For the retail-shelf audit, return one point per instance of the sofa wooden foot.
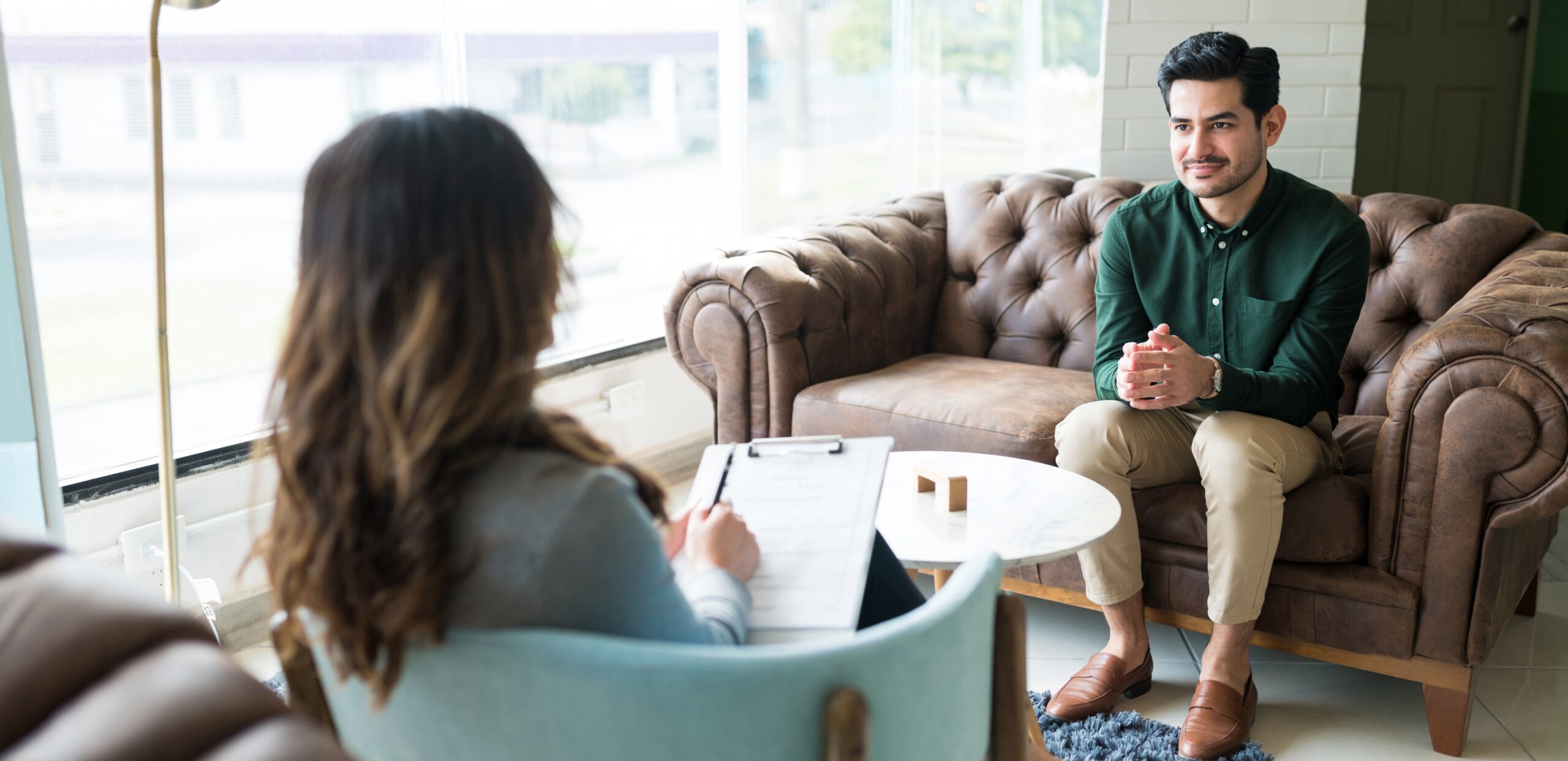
(940, 577)
(1448, 714)
(1528, 602)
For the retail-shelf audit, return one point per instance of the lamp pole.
(172, 552)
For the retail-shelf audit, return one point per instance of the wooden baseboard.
(1426, 670)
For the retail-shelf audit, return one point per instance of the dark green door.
(1440, 99)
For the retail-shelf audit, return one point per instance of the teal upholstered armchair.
(918, 688)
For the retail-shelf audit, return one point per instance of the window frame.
(145, 473)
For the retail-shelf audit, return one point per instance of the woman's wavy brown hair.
(429, 276)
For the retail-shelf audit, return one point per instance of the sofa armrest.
(1474, 448)
(841, 296)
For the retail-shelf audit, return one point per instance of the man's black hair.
(1220, 55)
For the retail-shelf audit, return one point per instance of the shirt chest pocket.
(1263, 326)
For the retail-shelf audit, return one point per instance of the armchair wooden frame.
(846, 718)
(1445, 688)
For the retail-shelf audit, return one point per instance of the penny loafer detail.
(1219, 721)
(1096, 686)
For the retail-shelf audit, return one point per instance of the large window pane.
(667, 126)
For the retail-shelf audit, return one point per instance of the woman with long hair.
(419, 484)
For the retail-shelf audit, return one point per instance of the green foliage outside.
(974, 43)
(586, 93)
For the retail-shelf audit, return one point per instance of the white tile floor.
(1308, 708)
(1314, 710)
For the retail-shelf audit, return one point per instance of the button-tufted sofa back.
(1021, 259)
(1023, 251)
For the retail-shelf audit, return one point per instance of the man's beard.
(1242, 171)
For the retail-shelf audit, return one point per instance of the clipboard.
(811, 503)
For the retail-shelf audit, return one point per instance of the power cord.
(206, 591)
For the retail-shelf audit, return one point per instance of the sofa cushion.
(944, 402)
(1325, 520)
(1357, 436)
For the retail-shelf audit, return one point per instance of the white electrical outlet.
(628, 400)
(137, 545)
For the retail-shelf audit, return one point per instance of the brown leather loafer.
(1219, 721)
(1095, 688)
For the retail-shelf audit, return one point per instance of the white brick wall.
(1319, 44)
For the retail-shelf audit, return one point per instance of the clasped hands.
(1163, 372)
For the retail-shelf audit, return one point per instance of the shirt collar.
(1266, 204)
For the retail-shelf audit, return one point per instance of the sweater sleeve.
(1118, 312)
(609, 574)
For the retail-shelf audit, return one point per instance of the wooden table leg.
(941, 579)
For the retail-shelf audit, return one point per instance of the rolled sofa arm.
(839, 296)
(1474, 448)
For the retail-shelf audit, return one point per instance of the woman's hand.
(720, 539)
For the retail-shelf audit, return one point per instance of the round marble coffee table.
(1023, 511)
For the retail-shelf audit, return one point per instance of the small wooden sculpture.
(951, 487)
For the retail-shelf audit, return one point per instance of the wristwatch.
(1219, 378)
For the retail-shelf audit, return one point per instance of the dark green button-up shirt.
(1274, 298)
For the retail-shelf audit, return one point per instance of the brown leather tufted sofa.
(965, 320)
(93, 670)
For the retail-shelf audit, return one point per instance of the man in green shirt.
(1225, 302)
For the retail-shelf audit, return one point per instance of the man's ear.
(1274, 124)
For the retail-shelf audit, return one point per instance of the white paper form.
(814, 517)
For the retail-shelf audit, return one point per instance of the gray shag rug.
(1123, 735)
(279, 686)
(1118, 737)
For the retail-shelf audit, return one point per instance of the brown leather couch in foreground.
(965, 320)
(90, 669)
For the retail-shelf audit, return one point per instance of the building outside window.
(668, 127)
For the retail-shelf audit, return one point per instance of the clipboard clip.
(796, 444)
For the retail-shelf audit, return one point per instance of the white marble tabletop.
(1023, 511)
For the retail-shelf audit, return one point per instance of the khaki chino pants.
(1245, 464)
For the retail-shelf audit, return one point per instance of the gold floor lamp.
(172, 552)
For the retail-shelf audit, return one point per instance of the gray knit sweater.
(559, 542)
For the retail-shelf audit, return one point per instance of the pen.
(725, 473)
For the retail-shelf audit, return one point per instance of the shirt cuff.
(718, 596)
(1233, 389)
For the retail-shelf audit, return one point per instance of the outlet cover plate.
(137, 544)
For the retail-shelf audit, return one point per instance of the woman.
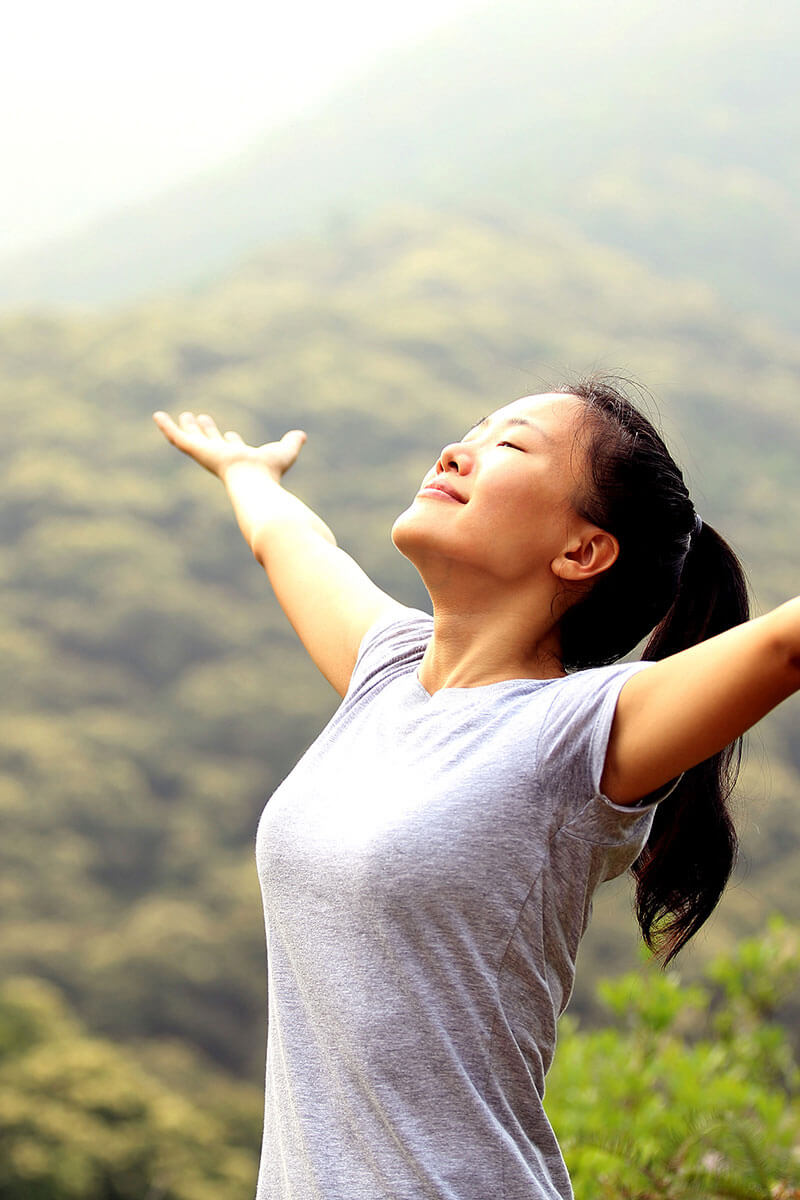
(428, 867)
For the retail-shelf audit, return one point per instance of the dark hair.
(675, 582)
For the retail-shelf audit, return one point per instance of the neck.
(483, 634)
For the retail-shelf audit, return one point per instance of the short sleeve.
(394, 645)
(571, 754)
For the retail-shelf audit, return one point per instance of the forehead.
(552, 409)
(555, 414)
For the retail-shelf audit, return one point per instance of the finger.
(208, 425)
(294, 439)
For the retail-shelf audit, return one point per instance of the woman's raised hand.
(199, 438)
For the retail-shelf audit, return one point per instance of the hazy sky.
(104, 103)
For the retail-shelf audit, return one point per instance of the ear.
(585, 556)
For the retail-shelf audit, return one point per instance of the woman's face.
(500, 499)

==============================

Your answer must be every record above, word for word, with no pictures.

For the retail-shelf audit, return one point per instance of the sofa wooden foot.
(940, 577)
(1448, 714)
(1528, 602)
For the retail-shelf audit, return one point per instance of the lamp pole.
(172, 552)
For the retail-shelf audit, return one point per instance of the wooden baseboard.
(1426, 670)
For the retail-shelf audit, return one point per instance of the dark green door.
(1440, 99)
For the retail-shelf audit, return one point per instance of the teal upholstered armchair.
(918, 688)
For the retail-shelf audit, return one point per instance of the window frame.
(145, 473)
For the retail-shelf audit, return one point per instance of the woman's wavy brown hair.
(429, 276)
For the retail-shelf audit, return one point per instance of the sofa armrest.
(1474, 448)
(841, 296)
For the retail-shelf audit, return one point per instance of the man's black hair.
(1220, 55)
For the retail-shelf audit, return one point per instance of the shirt chest pocket.
(1263, 326)
For the retail-shelf audit, return one point per instance of the armchair wooden frame.
(846, 718)
(1445, 688)
For the retail-shelf audit, return one point per instance of the penny loafer detail.
(1219, 721)
(1096, 686)
For the retail-shelf audit, return one point per instance of the large window pane.
(667, 126)
For the retail-shelf audit, return one point per instance of the woman with long hair.
(419, 484)
For the retail-shelf audit, return one point per instance of the green foliage outside.
(974, 43)
(586, 93)
For the retail-shelf audit, return one point per instance of the white tile floor.
(1308, 708)
(1314, 710)
For the retail-shelf audit, return one point per instance of the button-tufted sofa back.
(1021, 259)
(1023, 251)
For the retail-shelf audit, return one point per instance of the man's beard.
(1242, 171)
For the retail-shelf audit, return one point per instance of the clipboard.
(811, 503)
For the retail-shelf audit, return one point per instance of the power cord.
(206, 591)
For the retail-shelf audit, return one point per instance of the sofa cushion.
(944, 402)
(1325, 520)
(1357, 436)
For the retail-shelf audit, return one point per instance of the white electrical outlet.
(628, 400)
(137, 545)
For the retail-shelf audit, return one point per instance of the brown leather loafer.
(1219, 721)
(1095, 688)
For the retail-shelf audit, return one point per instance of the white brick wall.
(1319, 44)
For the retail-shelf audit, return one point per instance of the clasped hands.
(1163, 372)
For the retail-shelf audit, return one point per instance of the shirt collar.
(1266, 204)
For the retail-shelf audit, return one point per instance of the sweater sleeve.
(1118, 312)
(609, 574)
For the retail-shelf audit, return one point per instance of the wooden table leg.
(941, 579)
For the retail-shelf audit, return one point per instance of the rolled sofa arm.
(839, 296)
(1474, 448)
For the retail-shelf audit, return one point per instance of the woman's hand.
(720, 539)
For the retail-shelf audit, return one point per instance of the round marble coffee table.
(1023, 511)
For the retail-shelf audit, return one point per instance of the small wooden sculpture.
(951, 487)
For the retail-shelf audit, return one point per instance of the wristwatch.
(1219, 378)
For the retail-shelf audit, return one point per instance of the dark green button-up shirt.
(1274, 298)
For the retail-shelf audit, return one point per instance of the brown leather tufted sofa.
(965, 320)
(93, 670)
For the retail-shelf audit, return one point per instance of the man in green shirt.
(1225, 302)
For the retail-shelf audit, return one point per instance of the man's ear.
(1274, 124)
For the retail-shelf audit, return one point per instance of the white paper form.
(814, 517)
For the retail-shelf audit, return one point per instance of the gray shag rug.
(1123, 735)
(279, 686)
(1118, 737)
For the retail-shelf audit, return one point per instance of the brown leather couch in foreground.
(965, 320)
(90, 669)
For the retail-shelf audit, return one point per instance of the building outside window.
(668, 127)
For the retail-shelf audit, return one point per instance of the clipboard clip.
(796, 444)
For the retail-shelf audit, return one point per instance of the white marble tabletop.
(1023, 511)
For the retail-shelf audit, return one point per instance of the khaki chino pants.
(1245, 464)
For the retail-shelf audit, return one point per instance of the gold floor lamp.
(172, 552)
For the retail-shelf audit, return one point per instance of the gray knit sweater.
(559, 542)
For the retail-shelf audit, return one point per instance of the pen.
(725, 473)
For the retail-shelf audit, return one point per instance of the shirt cuff.
(718, 596)
(1233, 389)
For the retail-shelf audit, return one point per instance of the outlet cover plate.
(137, 544)
For the retail-shelf audit, return one point per instance of the woman.
(428, 867)
For the retail-shelf audit, return one point per instance of the dark hair.
(675, 582)
For the retail-shelf audit, return one point per instance of the neck.
(483, 634)
For the retail-shelf audit, return one point per instance of the short sleeve.
(394, 645)
(571, 754)
For the retail-shelf audit, return one point per instance of the forehead.
(552, 409)
(555, 414)
For the retail-shelf audit, return one point per instance of the finger.
(208, 425)
(294, 439)
For the retail-shelf audit, return one point per instance of the woman's raised hand.
(199, 438)
For the retail-shelf audit, return one point per instance of the hazy sky.
(104, 103)
For the retail-shelf audit, return one point per instance of the ear.
(585, 556)
For the retail-shelf audit, return one point per instance of the woman's face.
(500, 499)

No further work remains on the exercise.